The exercise → Copy out every line of the listing below verbatim, keeping each line in its original order and form.

--- start Records supplied ---

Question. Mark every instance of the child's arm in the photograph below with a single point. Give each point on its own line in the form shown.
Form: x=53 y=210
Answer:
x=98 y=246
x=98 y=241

--- end Records supplied ---

Result of the exercise →
Question. Mark every instance of the child's arm in the photograph below with a single point. Give each point on its own line in the form shown.
Form: x=53 y=210
Answer:
x=98 y=246
x=98 y=241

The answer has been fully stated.